== EXCERPTED PASSAGE ==
BEGIN

However there are some requirements:
- Docker
- CUDA enabled GPU Yeap, that's it. This solutions should work on Windows, Linux and MacOS. However you might be already aware that docker in windows requires WSL2 enabled.
Step. 1 Install Ollama
Ollama will be our inference backend. If you are familiar with docker, ollama will fill like home. It downloads models from it's own repository and serve them through it's own API which follows OpenAI format. You can also converse with chat in CLI.
To install Ollama go to ollama's downloads page and install it according to your OS.
For bash users (non-windows) here's quick install script:
curl -fsSL https://ollama.com/install.sh | sh
Important! I don't recommend running ollama on docker unless you really know what you are doing, and know how to setup GPU usage from docker. Otherwise, in my opinion Ollama works best on host system.
Now let's test our ollama (yes, after installing windows version, it should be available in cmd and git-bash as well):
ollama pull llama3
ollama run llama3
After second command you need to wait a little while until model loads to VRAM. Then you can chat with it in the CLI!

END

== AIM OF THE TASK ==
In the Ollama setup guide, what format does Ollama's API follow?

== DATASET ENTRIES ==
BEGIN

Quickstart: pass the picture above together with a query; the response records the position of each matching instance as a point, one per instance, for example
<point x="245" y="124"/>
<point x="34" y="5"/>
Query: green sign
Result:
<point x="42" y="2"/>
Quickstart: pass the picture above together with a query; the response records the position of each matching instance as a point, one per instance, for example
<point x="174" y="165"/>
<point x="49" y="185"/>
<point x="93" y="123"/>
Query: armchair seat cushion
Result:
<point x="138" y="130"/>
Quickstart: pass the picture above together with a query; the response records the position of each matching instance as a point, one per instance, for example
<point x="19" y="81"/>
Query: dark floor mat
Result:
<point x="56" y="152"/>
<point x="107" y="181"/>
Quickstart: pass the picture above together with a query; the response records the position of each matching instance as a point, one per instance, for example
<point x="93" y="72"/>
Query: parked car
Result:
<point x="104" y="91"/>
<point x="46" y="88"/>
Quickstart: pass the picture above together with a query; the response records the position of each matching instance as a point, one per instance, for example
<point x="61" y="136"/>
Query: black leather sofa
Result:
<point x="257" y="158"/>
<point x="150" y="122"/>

END

== RESULT ==
The OpenAI format.